## ROWS
* * * * * * * * *

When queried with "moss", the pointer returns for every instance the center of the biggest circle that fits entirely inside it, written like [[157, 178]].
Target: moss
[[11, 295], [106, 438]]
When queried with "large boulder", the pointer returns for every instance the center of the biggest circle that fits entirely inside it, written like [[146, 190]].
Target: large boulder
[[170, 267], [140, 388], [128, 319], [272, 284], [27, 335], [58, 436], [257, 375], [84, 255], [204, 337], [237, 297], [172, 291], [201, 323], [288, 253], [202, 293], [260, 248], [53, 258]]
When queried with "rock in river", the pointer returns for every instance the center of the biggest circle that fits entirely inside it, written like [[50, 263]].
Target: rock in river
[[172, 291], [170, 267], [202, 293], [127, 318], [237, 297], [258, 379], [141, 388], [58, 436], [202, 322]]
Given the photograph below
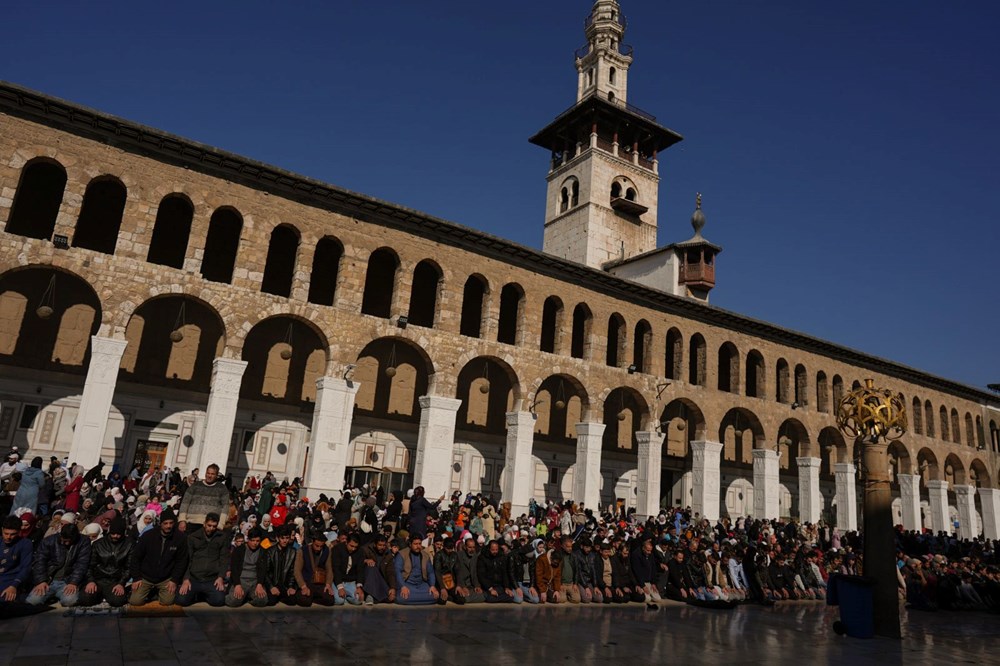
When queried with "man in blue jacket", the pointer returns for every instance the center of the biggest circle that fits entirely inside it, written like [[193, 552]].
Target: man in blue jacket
[[60, 567]]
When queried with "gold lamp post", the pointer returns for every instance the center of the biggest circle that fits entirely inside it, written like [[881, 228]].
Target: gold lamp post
[[874, 417]]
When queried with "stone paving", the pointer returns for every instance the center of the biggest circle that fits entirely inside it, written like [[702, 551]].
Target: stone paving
[[793, 633]]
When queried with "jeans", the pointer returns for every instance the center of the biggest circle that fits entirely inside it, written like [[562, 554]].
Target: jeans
[[56, 591]]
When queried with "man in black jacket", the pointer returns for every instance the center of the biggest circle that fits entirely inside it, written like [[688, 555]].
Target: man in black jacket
[[60, 567], [159, 561], [280, 569], [208, 559], [109, 567]]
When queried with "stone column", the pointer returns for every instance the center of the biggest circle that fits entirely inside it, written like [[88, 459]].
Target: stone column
[[435, 443], [95, 403], [517, 484], [647, 499], [765, 484], [847, 497], [330, 436], [990, 498], [909, 493], [587, 471], [965, 498], [938, 492], [706, 478], [809, 496], [220, 416]]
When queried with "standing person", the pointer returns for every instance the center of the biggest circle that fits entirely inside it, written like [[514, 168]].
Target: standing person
[[209, 495], [60, 567], [159, 560], [109, 568], [208, 559]]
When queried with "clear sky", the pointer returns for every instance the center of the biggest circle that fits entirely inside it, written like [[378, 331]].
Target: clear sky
[[848, 152]]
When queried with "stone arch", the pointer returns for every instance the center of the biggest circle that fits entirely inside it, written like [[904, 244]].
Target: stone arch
[[488, 388], [47, 316], [172, 341], [37, 199], [394, 372], [286, 355]]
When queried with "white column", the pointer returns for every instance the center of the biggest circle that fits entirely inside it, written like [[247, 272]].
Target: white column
[[330, 436], [765, 484], [650, 449], [965, 498], [518, 466], [847, 497], [990, 497], [95, 404], [435, 444], [220, 416], [706, 473], [587, 471], [809, 497], [938, 492], [909, 493]]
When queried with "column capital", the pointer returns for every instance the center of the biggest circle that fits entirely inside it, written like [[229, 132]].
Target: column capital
[[439, 402]]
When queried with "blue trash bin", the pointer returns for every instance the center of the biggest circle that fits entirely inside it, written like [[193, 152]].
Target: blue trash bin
[[856, 597]]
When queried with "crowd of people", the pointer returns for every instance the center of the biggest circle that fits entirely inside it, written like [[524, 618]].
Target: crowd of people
[[82, 538]]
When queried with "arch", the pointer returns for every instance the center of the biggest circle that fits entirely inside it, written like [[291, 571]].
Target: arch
[[552, 326], [279, 268], [616, 340], [674, 361], [47, 316], [642, 343], [625, 413], [222, 244], [427, 280], [172, 341], [325, 271], [488, 388], [37, 199], [285, 356], [582, 318], [681, 422], [171, 231], [473, 300], [917, 416], [781, 381], [729, 368], [380, 283], [511, 313], [697, 360], [101, 215], [740, 432]]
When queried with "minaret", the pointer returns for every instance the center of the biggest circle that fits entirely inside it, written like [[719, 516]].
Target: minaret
[[603, 176]]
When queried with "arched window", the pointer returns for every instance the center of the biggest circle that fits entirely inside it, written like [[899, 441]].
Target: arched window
[[221, 245], [511, 311], [729, 368], [643, 340], [280, 266], [171, 231], [551, 325], [781, 381], [473, 296], [326, 267], [101, 215], [380, 283], [755, 379], [616, 340], [37, 199], [580, 347], [697, 360], [423, 294]]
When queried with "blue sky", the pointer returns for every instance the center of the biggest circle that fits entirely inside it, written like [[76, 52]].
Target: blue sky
[[848, 152]]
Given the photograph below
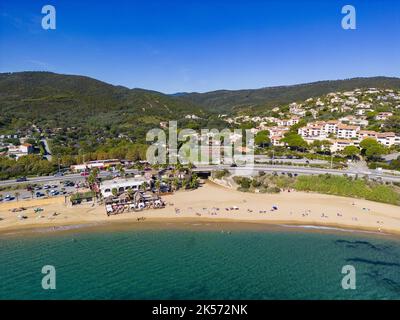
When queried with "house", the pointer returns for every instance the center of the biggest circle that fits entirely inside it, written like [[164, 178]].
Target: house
[[383, 115], [388, 139], [26, 148], [354, 121], [339, 144], [313, 130], [347, 132], [121, 185], [288, 122]]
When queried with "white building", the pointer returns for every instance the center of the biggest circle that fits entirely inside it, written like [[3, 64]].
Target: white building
[[383, 115], [347, 132], [121, 185]]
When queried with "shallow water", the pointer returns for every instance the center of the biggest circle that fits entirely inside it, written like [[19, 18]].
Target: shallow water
[[199, 264]]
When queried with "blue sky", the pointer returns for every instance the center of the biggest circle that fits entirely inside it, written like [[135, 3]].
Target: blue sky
[[172, 46]]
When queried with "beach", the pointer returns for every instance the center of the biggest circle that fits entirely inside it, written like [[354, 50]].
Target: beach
[[212, 203]]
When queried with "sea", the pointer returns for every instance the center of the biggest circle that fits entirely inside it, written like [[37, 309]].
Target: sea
[[199, 262]]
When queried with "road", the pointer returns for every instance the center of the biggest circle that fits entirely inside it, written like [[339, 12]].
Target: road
[[48, 155], [371, 174]]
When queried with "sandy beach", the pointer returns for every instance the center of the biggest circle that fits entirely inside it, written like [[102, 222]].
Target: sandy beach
[[212, 202]]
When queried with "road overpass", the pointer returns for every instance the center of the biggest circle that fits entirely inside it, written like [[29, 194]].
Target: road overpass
[[240, 170]]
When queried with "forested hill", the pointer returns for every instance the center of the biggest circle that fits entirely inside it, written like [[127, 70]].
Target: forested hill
[[56, 100], [227, 101]]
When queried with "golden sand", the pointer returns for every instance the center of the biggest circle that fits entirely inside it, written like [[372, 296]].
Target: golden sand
[[215, 203]]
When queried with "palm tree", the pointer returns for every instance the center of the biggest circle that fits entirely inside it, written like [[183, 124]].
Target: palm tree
[[158, 186], [121, 170], [130, 193], [143, 186], [175, 183]]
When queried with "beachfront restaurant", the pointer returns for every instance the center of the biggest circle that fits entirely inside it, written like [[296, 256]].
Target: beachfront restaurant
[[121, 185]]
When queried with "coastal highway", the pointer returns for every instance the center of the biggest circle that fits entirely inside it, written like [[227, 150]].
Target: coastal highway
[[371, 174]]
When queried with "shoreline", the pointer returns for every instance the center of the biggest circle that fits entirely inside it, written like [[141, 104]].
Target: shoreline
[[296, 210]]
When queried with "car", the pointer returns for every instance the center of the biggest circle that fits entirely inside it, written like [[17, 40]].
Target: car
[[8, 198]]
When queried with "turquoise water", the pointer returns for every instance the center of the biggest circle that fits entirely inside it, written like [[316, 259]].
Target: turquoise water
[[177, 264]]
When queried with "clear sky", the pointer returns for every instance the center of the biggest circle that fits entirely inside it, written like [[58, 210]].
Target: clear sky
[[203, 45]]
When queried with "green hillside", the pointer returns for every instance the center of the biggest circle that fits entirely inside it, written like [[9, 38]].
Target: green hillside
[[55, 100]]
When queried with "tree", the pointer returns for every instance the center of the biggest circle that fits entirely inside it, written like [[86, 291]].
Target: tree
[[175, 183], [392, 124], [194, 181], [158, 186], [295, 141], [372, 148], [262, 138], [367, 143], [121, 170], [351, 151], [375, 151], [144, 186]]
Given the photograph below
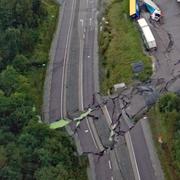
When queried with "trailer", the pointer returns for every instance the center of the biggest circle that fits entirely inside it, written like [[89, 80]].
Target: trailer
[[147, 36]]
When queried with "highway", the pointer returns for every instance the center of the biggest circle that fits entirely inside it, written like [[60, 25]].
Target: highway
[[72, 89]]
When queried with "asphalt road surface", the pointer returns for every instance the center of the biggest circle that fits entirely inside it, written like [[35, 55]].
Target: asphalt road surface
[[72, 89]]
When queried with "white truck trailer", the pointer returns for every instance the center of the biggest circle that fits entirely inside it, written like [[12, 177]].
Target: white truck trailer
[[148, 38]]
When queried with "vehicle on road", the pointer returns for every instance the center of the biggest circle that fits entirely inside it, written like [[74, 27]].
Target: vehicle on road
[[153, 9], [147, 35]]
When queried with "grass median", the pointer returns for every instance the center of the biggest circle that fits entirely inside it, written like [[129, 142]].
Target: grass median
[[120, 46], [41, 53]]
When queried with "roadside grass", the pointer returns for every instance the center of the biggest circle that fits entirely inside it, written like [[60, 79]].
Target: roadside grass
[[162, 125], [120, 45], [40, 56]]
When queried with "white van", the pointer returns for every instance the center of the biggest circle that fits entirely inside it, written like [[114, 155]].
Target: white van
[[148, 38]]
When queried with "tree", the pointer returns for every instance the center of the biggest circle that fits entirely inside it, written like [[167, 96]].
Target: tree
[[9, 80], [21, 63], [169, 102]]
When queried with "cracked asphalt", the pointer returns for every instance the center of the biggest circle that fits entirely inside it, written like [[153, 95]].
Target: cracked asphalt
[[114, 116]]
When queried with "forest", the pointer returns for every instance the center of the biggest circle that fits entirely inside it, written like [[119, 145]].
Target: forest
[[165, 123], [28, 148]]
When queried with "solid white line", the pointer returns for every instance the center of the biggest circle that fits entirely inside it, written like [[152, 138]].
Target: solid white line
[[131, 149], [65, 61], [109, 162]]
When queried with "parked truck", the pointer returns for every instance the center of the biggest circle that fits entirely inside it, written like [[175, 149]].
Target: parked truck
[[147, 35]]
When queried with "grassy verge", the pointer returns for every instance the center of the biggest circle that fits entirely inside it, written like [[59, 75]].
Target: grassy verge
[[120, 46], [164, 125], [41, 53]]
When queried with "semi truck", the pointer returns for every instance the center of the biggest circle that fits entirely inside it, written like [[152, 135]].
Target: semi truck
[[147, 35]]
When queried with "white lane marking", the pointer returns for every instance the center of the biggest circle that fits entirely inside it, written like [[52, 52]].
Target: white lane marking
[[132, 155], [82, 22], [65, 62], [110, 167], [90, 21]]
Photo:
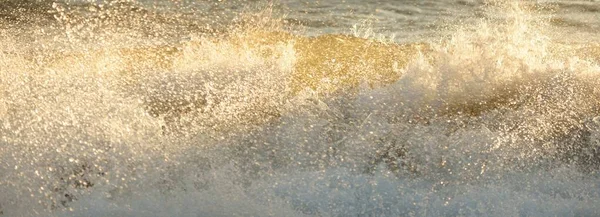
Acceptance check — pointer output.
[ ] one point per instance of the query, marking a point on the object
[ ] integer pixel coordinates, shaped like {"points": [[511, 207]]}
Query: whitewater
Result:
{"points": [[291, 108]]}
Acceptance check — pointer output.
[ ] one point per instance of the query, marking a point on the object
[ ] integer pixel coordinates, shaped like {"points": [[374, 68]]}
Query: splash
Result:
{"points": [[113, 108]]}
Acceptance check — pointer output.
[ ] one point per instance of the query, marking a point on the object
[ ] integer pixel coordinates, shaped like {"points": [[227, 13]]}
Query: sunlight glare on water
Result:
{"points": [[291, 108]]}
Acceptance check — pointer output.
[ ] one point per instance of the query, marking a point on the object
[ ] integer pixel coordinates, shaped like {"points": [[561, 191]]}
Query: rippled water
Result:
{"points": [[329, 108]]}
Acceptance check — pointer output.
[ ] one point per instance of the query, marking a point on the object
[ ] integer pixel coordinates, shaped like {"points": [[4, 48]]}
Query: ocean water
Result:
{"points": [[299, 108]]}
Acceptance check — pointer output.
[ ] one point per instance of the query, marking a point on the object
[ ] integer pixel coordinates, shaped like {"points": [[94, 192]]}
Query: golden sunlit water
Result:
{"points": [[299, 108]]}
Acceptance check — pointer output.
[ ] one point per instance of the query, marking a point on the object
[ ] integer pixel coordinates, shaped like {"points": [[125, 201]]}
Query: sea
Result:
{"points": [[299, 108]]}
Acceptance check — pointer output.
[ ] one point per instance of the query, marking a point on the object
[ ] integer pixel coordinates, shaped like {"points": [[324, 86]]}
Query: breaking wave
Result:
{"points": [[115, 108]]}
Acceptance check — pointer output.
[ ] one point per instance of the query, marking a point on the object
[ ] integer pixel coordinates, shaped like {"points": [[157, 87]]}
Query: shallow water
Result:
{"points": [[250, 108]]}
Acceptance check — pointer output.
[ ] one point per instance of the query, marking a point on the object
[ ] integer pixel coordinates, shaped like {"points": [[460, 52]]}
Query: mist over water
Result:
{"points": [[194, 108]]}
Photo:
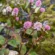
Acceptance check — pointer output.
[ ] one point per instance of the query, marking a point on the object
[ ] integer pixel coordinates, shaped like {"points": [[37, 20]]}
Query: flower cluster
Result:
{"points": [[37, 26]]}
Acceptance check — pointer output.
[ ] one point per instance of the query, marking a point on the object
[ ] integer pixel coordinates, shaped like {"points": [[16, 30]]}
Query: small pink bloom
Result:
{"points": [[47, 27], [17, 18], [8, 9], [31, 1], [15, 11], [37, 26], [38, 3], [27, 24], [42, 9]]}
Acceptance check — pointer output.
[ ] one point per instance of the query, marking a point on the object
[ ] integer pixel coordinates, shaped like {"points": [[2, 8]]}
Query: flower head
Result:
{"points": [[27, 24], [15, 11], [17, 18], [4, 11], [42, 9], [37, 26], [47, 27], [31, 1], [8, 9], [38, 3]]}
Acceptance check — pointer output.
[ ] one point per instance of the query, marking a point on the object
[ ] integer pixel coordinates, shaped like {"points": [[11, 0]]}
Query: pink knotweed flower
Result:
{"points": [[38, 3], [8, 9], [42, 9], [17, 18], [27, 24], [15, 11], [31, 1], [47, 27], [37, 26]]}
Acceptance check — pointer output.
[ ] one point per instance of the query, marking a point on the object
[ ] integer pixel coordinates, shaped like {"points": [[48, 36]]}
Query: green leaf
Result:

* * * * * * * * *

## THE EXERCISE
Output the material as a numbered list, from the line containing "like [[86, 291]]." up to and including the line containing "[[147, 36]]", omitting blank lines and leaving out the pictures.

## RESULT FOR THIS EXERCISE
1. When queried with "tree", the pointer returns for every instance the center of the biggest circle that fits entirely inside it, written like [[86, 291]].
2. Target: tree
3. [[175, 183], [392, 124], [194, 181], [158, 186], [295, 141], [372, 148], [262, 138], [367, 143], [121, 170], [351, 151], [375, 151], [144, 186]]
4. Given the photograph below
5. When queried with "trailer", the pointer returns for every instance the center of the biggest circle that fits entirely inside it, written like [[89, 80]].
6. Target: trailer
7. [[147, 36]]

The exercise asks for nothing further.